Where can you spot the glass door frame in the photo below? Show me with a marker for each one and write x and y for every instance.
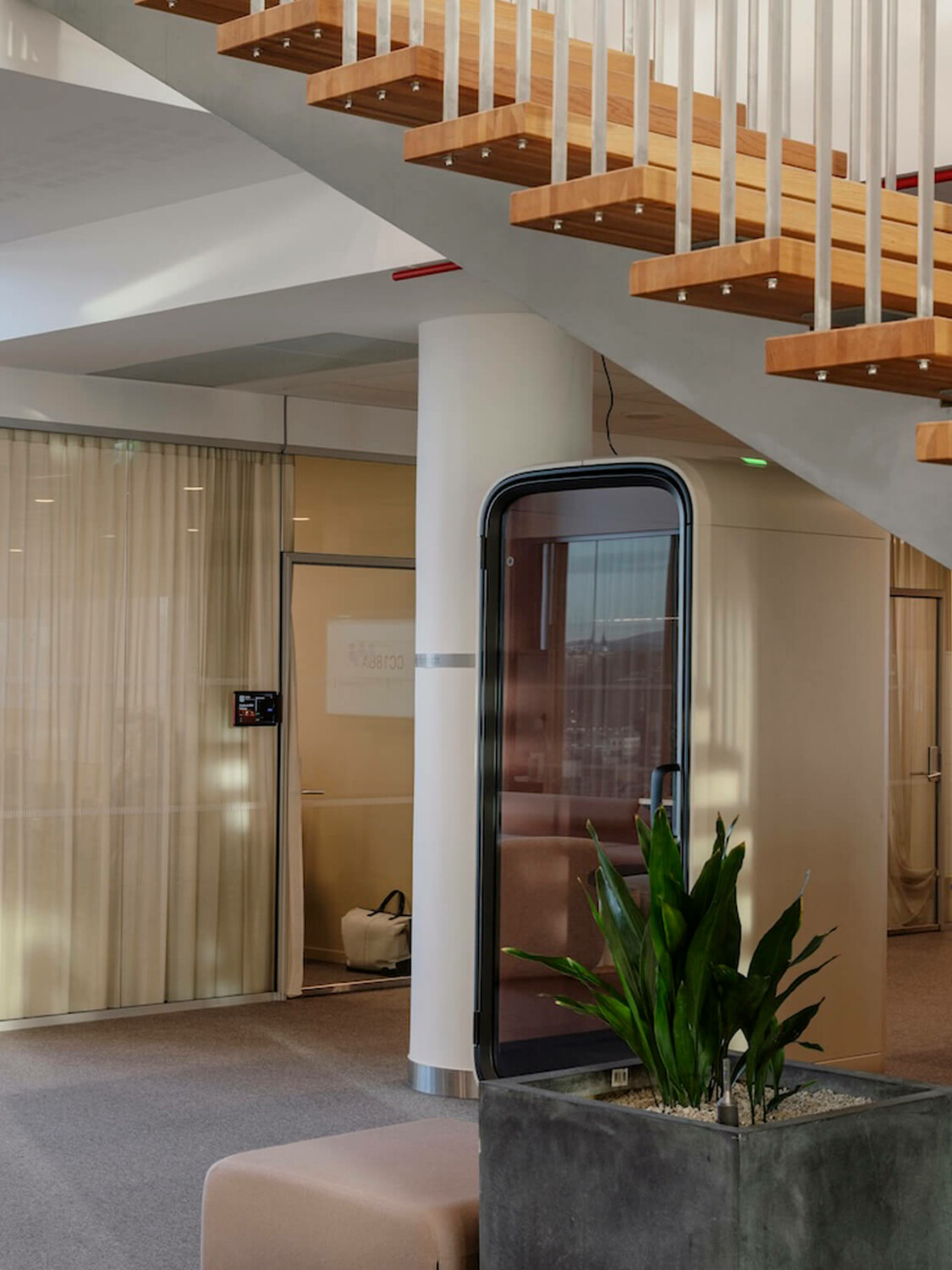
(593, 475)
(941, 619)
(289, 559)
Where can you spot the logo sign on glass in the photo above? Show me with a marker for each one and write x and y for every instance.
(371, 668)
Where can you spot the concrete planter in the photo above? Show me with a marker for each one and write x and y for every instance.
(570, 1184)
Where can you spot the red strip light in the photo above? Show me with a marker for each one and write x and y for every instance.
(426, 271)
(911, 179)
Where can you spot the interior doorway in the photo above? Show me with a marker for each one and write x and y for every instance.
(916, 761)
(352, 624)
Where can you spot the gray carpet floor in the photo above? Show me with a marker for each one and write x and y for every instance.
(918, 1021)
(107, 1128)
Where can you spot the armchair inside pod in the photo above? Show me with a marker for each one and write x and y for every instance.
(706, 637)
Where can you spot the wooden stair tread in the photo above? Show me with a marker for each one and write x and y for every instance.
(202, 10)
(603, 210)
(403, 88)
(575, 202)
(913, 357)
(698, 279)
(297, 17)
(933, 442)
(269, 30)
(502, 129)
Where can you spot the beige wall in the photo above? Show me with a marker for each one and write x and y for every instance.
(349, 507)
(913, 571)
(790, 728)
(357, 836)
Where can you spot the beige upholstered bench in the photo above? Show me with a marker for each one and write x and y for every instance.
(400, 1198)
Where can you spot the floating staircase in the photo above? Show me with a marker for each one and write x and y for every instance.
(360, 56)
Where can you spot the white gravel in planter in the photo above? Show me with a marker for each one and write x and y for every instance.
(812, 1102)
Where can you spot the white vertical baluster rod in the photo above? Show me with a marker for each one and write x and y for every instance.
(382, 27)
(787, 79)
(753, 61)
(642, 81)
(927, 159)
(728, 58)
(856, 91)
(774, 117)
(599, 88)
(487, 55)
(523, 50)
(348, 36)
(823, 130)
(560, 93)
(685, 124)
(659, 40)
(891, 91)
(873, 163)
(451, 60)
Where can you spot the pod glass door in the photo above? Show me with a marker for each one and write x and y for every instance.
(584, 700)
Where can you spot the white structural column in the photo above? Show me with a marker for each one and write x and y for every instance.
(498, 393)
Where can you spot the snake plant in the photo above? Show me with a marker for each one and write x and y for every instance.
(682, 997)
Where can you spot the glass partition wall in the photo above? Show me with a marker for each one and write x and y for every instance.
(139, 591)
(584, 700)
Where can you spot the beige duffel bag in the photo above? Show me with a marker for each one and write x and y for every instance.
(375, 939)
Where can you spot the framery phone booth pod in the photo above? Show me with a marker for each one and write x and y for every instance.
(707, 637)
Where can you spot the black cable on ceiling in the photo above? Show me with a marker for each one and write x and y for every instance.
(611, 406)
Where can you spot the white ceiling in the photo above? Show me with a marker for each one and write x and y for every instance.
(370, 305)
(70, 155)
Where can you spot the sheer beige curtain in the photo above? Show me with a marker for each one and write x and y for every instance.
(139, 589)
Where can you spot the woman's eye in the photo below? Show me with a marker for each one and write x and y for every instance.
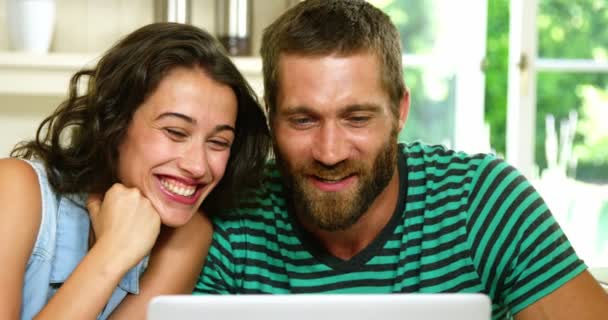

_ _ _ _ _

Task requirements. All entries must come back exactly as written, though without their pictures.

Task result.
Where can you spot the glass door frame in the photo below? Show me with a marker for each one and write x and y for every instance.
(593, 475)
(941, 619)
(289, 559)
Where can you spot the logo sign on glass in the photo above? Show me with a marker for each one and write x and y for every instance.
(371, 668)
Where can you spot the concrete planter in the photo above? Show me with a marker for each one and write x and y for every instance.
(570, 1184)
Where can you spot the red strip light in the photo above? Show me with a marker for each one and write x and y for every instance.
(426, 271)
(911, 179)
Where can you spot the interior doorway in the photo above? Show me with a marker for each one and write x and y for every instance.
(916, 761)
(352, 624)
Where can you spot the gray carpet floor in the photo above? Show me with a marker for each one and write x and y for every instance.
(918, 1021)
(107, 1128)
Where can you spot the armchair inside pod in the photo above? Show me with a marker for each one and write x and y for every instance.
(706, 637)
Where can you spot the wooden stair tread in the photo above? Show me with a marker for each one and write x and y for every instance.
(202, 10)
(603, 210)
(403, 88)
(575, 202)
(913, 357)
(698, 279)
(297, 17)
(933, 442)
(269, 30)
(502, 129)
Where can you spot the beige wall in the photo above? Show me with a marker for each one and write x and y for every instance.
(349, 507)
(913, 571)
(790, 728)
(357, 836)
Where can you spot the beige upholstered bench in the photo above? Show me with a marker for each one and write x and y for every instance.
(400, 1198)
Where can you spot the floating staircase in the photo above? Show me with a marker for each one and write x and y for every instance.
(360, 56)
Where can you spot the white gravel in planter in the photo above? Show me with a marker for each one and write x and y for every instance.
(812, 1102)
Where can you spot the white vertical baluster rod in the photo above? Show me with a marker for each one and write x and y for every instance.
(382, 27)
(787, 79)
(753, 61)
(642, 81)
(927, 159)
(728, 58)
(856, 91)
(774, 117)
(599, 88)
(487, 55)
(523, 50)
(348, 36)
(823, 130)
(560, 93)
(685, 124)
(659, 40)
(891, 91)
(873, 163)
(451, 60)
Where can you spot the pod glass door in the photo above? Show me with a marker for each one and write x and y for every instance.
(584, 700)
Where can you spot the white structural column in the photo above? Show me with a marker for each one and write x and y for every instance.
(498, 393)
Where can you spot the snake plant in the photo above? Show me with a marker for each one and write x and y for every instance.
(682, 997)
Where can you spot the glass partition wall in the photo above? Show me with a marker for each one and write x and y for every instance.
(139, 591)
(584, 700)
Where can you spot the beige duffel bag in the photo above? Show me with a marker for each one and write x and y for every instance.
(375, 939)
Where can you spot the framery phone booth pod in the photo above? Show me with a marker for each one and write x and y for every instance.
(707, 637)
Where can you spot the black cable on ceiling in the photo above? Show me with a marker for each one and write x and y for every instance.
(611, 406)
Where can you spot the white ceiling in the photo above? Show me with a marker for each one and write x and y for every instance.
(370, 305)
(70, 155)
Where can you spot the sheer beige curtain in the photo above? Show me with a marker for each one and write x and y for every instance.
(139, 589)
Where can you spot the woman's eye in the photo below? Show me with a marker for each one and write x and y for every instance.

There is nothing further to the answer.